Give back the lines of the listing below word for word, starting with the line that contains "of the roof" and continuing through the last line of the listing.

• • • • •

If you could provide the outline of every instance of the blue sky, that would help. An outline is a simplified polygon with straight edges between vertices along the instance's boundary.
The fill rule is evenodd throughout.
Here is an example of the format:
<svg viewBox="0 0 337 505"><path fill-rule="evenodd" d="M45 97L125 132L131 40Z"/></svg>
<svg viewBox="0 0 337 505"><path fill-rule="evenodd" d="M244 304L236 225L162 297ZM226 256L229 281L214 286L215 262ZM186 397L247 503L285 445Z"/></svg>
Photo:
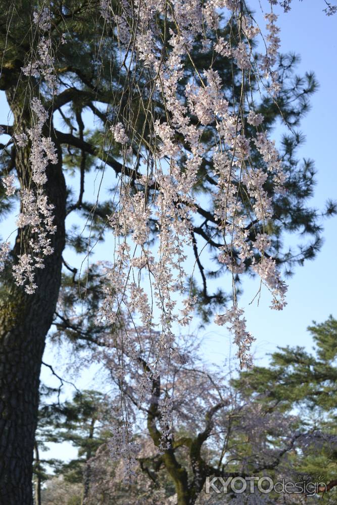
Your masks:
<svg viewBox="0 0 337 505"><path fill-rule="evenodd" d="M257 12L259 4L257 0L251 3ZM328 198L337 199L337 15L327 17L324 14L323 0L293 0L292 6L287 14L279 10L281 49L298 53L301 57L299 73L313 70L319 82L319 89L311 100L311 110L302 121L301 130L306 141L299 151L299 157L315 161L317 185L315 196L310 203L323 210ZM6 122L8 109L3 94L0 95L0 122ZM270 296L264 290L259 307L256 302L250 305L258 282L256 279L244 280L244 294L239 305L245 309L248 330L257 338L254 346L257 364L266 364L267 353L272 352L277 345L310 347L312 341L306 331L307 326L313 320L324 321L330 314L337 317L337 269L334 264L337 250L337 219L326 220L323 225L324 243L321 251L314 261L296 268L294 276L288 279L288 305L283 311L269 309ZM3 223L0 233L3 237L6 234ZM192 329L204 339L204 349L208 360L220 364L228 357L230 352L232 355L235 351L231 348L231 337L224 327L211 324L202 330L198 329L199 326L197 322ZM52 363L53 359L50 350L47 349L44 361ZM43 369L43 380L49 380L49 372ZM91 379L91 375L86 374L77 383L81 388L92 387ZM66 452L70 457L71 452ZM56 457L64 453L64 447L52 452Z"/></svg>

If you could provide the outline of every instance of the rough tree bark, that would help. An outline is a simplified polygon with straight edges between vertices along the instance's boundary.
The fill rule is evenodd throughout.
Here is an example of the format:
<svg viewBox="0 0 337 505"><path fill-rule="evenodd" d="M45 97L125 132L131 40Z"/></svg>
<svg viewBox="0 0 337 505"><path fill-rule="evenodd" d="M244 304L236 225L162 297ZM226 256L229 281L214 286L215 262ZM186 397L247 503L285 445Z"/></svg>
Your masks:
<svg viewBox="0 0 337 505"><path fill-rule="evenodd" d="M28 105L22 104L17 88L7 89L14 119L29 121ZM21 99L20 99L21 98ZM26 115L25 117L25 115ZM51 134L53 138L52 129ZM45 339L53 320L61 282L62 254L65 245L66 184L61 149L57 165L48 167L45 188L55 206L51 236L54 253L36 275L37 288L26 294L16 286L9 271L0 287L0 504L31 505L34 434L37 421L39 375ZM29 179L29 147L16 154L15 168L22 187ZM20 159L19 159L20 158ZM18 234L13 250L15 262L21 250L27 252L29 231Z"/></svg>

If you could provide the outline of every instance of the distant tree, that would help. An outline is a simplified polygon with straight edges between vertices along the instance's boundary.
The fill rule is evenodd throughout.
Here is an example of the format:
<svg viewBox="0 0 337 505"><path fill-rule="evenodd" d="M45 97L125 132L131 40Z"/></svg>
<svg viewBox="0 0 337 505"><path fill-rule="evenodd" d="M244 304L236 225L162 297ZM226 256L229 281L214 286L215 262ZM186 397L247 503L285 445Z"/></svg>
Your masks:
<svg viewBox="0 0 337 505"><path fill-rule="evenodd" d="M337 486L337 321L330 316L308 329L314 343L311 352L299 346L280 347L268 368L254 367L240 382L246 381L247 394L255 401L299 413L306 429L318 440L321 436L321 444L309 447L297 464L304 474L323 476L332 489ZM333 503L336 494L329 499Z"/></svg>

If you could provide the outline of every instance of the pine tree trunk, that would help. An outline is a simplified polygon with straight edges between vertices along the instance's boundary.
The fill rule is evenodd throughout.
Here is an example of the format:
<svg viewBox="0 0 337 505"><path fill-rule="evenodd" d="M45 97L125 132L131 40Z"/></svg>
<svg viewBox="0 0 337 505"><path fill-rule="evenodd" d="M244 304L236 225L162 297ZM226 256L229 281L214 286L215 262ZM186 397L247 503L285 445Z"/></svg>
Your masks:
<svg viewBox="0 0 337 505"><path fill-rule="evenodd" d="M17 91L17 94L18 94ZM13 96L10 97L13 98ZM15 124L22 109L12 103ZM21 117L21 120L22 116ZM20 153L27 161L29 153ZM55 206L56 234L51 236L54 252L46 257L43 269L37 269L38 287L27 294L5 272L0 286L0 504L31 505L32 466L35 431L37 421L39 375L45 339L52 322L61 282L62 254L65 245L66 186L62 160L47 169L45 185L49 201ZM16 168L22 186L26 185L25 173L16 160ZM16 255L28 246L28 232L20 244L18 234Z"/></svg>

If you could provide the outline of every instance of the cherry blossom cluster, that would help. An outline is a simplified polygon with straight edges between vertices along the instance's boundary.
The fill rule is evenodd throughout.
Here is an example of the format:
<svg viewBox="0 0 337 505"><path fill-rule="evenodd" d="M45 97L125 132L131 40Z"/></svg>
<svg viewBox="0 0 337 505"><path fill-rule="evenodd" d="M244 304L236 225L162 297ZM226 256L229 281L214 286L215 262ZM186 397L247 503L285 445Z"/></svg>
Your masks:
<svg viewBox="0 0 337 505"><path fill-rule="evenodd" d="M21 208L17 220L18 228L28 227L29 230L29 252L20 255L17 264L13 267L16 283L24 285L25 290L28 293L33 293L37 287L34 281L36 269L43 268L43 258L54 252L50 237L56 230L53 224L54 206L48 202L43 185L47 180L47 167L50 164L56 164L58 161L54 143L50 138L42 135L48 114L36 97L32 99L31 107L35 116L33 125L27 134L24 134L24 134L21 134L19 138L21 145L24 145L28 139L31 142L29 162L35 189L24 188L21 190Z"/></svg>
<svg viewBox="0 0 337 505"><path fill-rule="evenodd" d="M47 7L34 13L33 21L38 29L43 33L50 30L51 13ZM57 92L56 78L54 70L54 59L52 54L52 42L50 38L41 35L39 39L35 58L22 68L25 75L43 78L50 91Z"/></svg>

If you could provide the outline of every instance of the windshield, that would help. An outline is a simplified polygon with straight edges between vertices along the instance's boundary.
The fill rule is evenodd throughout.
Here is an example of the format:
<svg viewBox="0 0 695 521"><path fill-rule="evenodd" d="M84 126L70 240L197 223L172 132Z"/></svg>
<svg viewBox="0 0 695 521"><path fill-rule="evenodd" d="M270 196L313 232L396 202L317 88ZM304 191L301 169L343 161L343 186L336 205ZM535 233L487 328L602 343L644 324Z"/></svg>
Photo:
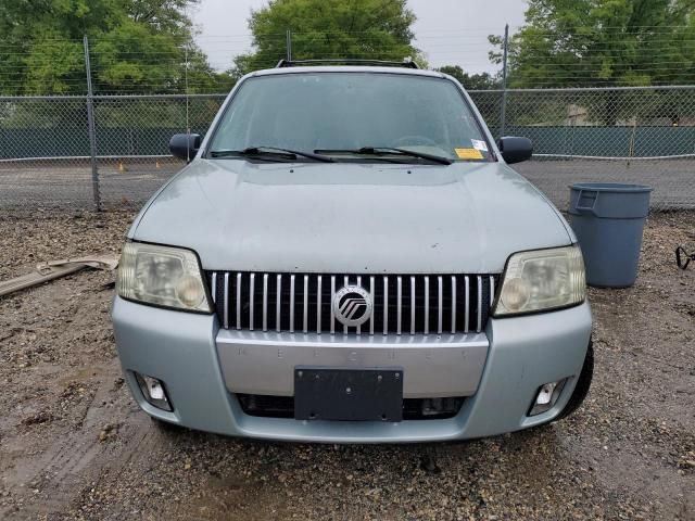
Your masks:
<svg viewBox="0 0 695 521"><path fill-rule="evenodd" d="M299 73L247 79L208 150L219 157L220 151L264 147L337 160L377 161L379 154L389 161L421 160L394 149L452 161L490 160L480 125L454 82L403 74Z"/></svg>

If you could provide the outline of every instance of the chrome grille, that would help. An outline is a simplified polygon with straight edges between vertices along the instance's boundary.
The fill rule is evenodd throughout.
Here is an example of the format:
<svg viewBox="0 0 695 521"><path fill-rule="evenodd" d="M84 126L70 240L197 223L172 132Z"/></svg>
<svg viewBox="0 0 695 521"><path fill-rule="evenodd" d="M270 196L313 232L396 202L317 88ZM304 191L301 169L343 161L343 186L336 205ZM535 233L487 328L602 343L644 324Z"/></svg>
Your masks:
<svg viewBox="0 0 695 521"><path fill-rule="evenodd" d="M480 332L494 301L496 275L324 275L206 271L225 329L356 334ZM345 285L374 301L363 326L336 318L332 302Z"/></svg>

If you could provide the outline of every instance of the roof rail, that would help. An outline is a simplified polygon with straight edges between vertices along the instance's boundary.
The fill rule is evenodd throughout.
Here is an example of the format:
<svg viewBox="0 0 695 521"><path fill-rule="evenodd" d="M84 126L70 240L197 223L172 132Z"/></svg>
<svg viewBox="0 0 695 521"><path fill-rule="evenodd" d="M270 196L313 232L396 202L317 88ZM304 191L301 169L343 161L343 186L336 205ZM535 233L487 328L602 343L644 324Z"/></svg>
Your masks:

• • • • •

■ **RESPONSE TO THE EXERCISE**
If you could provide the outline of every instance of the roof rail, that would help. An outline is a simplified polygon with straight edges between vertices along the instance's boundary.
The fill rule is evenodd throughout.
Here is an example of the format:
<svg viewBox="0 0 695 521"><path fill-rule="evenodd" d="M84 126L70 240L197 223L172 132Z"/></svg>
<svg viewBox="0 0 695 521"><path fill-rule="evenodd" d="M270 196L313 232L396 202L317 88ZM304 191L301 169L343 161L343 186L336 205ZM535 233L487 328L602 343L644 324Z"/></svg>
Your masks:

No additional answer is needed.